Stored records
>>>>>
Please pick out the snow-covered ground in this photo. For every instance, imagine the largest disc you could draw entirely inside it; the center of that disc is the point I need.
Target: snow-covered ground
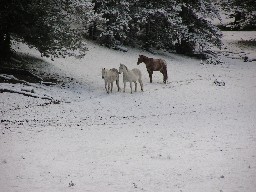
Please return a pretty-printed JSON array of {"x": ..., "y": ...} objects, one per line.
[{"x": 187, "y": 135}]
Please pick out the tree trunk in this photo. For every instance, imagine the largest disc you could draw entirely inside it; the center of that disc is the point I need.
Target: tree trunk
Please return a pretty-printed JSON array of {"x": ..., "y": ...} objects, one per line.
[{"x": 5, "y": 45}]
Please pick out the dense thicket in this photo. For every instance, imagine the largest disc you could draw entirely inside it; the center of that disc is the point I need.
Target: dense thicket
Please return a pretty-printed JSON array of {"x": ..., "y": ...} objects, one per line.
[
  {"x": 54, "y": 27},
  {"x": 243, "y": 12},
  {"x": 58, "y": 27},
  {"x": 182, "y": 25}
]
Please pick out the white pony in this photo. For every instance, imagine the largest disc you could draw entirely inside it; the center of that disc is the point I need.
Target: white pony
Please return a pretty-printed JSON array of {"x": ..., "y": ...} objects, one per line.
[
  {"x": 133, "y": 75},
  {"x": 109, "y": 77}
]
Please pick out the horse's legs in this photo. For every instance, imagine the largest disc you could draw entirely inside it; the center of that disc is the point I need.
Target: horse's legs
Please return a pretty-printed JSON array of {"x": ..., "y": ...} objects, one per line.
[
  {"x": 150, "y": 75},
  {"x": 164, "y": 72},
  {"x": 124, "y": 86},
  {"x": 117, "y": 84},
  {"x": 111, "y": 86},
  {"x": 108, "y": 87},
  {"x": 141, "y": 84}
]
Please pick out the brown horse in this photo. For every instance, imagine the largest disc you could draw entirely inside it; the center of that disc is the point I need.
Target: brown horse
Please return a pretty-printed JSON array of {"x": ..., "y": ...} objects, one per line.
[{"x": 154, "y": 65}]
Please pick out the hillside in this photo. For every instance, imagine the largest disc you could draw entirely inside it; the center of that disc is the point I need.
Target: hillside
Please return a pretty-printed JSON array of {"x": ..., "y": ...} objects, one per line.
[{"x": 195, "y": 133}]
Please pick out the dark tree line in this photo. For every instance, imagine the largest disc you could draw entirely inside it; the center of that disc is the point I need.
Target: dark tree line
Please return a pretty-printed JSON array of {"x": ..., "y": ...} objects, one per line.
[{"x": 58, "y": 28}]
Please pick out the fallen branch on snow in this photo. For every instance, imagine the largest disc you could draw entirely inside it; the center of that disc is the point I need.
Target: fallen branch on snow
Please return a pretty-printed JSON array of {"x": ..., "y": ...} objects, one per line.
[{"x": 25, "y": 93}]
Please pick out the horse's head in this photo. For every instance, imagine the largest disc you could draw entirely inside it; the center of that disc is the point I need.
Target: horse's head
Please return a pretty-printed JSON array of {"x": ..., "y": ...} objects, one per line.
[
  {"x": 122, "y": 67},
  {"x": 103, "y": 71},
  {"x": 141, "y": 59}
]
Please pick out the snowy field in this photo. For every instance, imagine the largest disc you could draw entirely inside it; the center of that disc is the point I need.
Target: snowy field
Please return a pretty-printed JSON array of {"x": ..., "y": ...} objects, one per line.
[{"x": 188, "y": 135}]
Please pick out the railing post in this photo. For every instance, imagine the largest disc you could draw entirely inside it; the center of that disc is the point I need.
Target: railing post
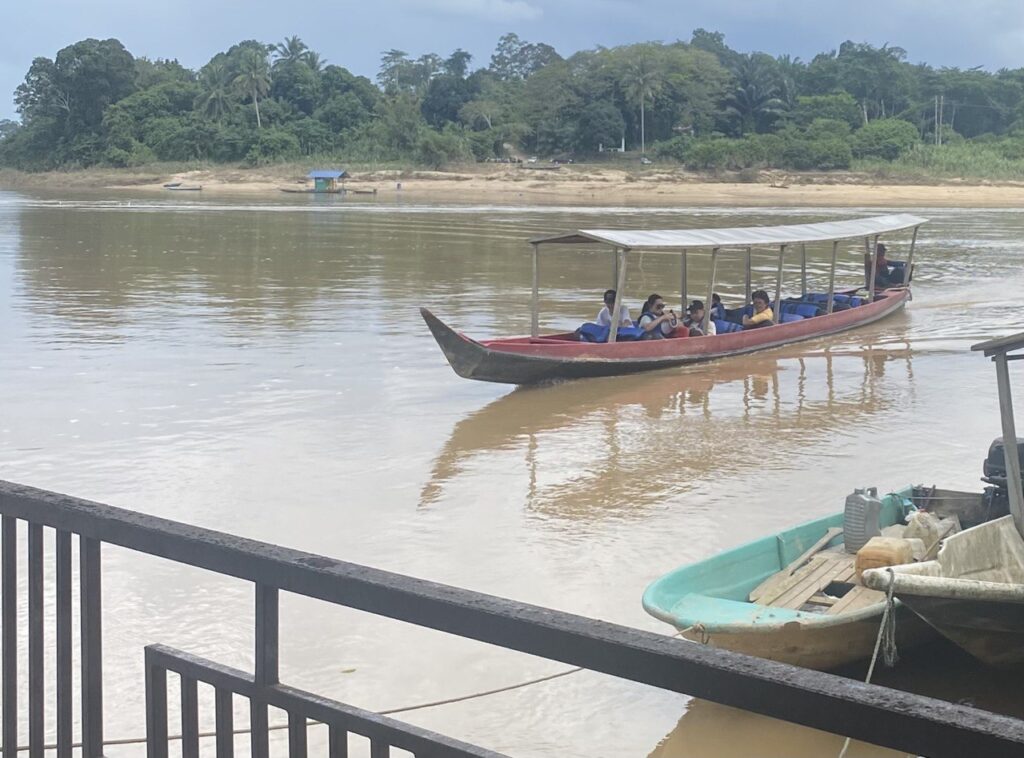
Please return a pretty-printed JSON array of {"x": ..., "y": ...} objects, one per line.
[
  {"x": 224, "y": 714},
  {"x": 189, "y": 717},
  {"x": 37, "y": 682},
  {"x": 92, "y": 648},
  {"x": 266, "y": 664},
  {"x": 64, "y": 654},
  {"x": 9, "y": 635},
  {"x": 156, "y": 709}
]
<<<<<
## EXERCISE:
Show the lines of the records above that mention "Target".

## REPLY:
Target: snow-covered ground
Target: tree trunk
Target: dense thicket
Target: white pony
Target: horse's legs
Target: brown horse
Target: hillside
Target: dark tree line
Target: fallen branch on snow
Target: horse's head
Target: snowy field
Target: railing post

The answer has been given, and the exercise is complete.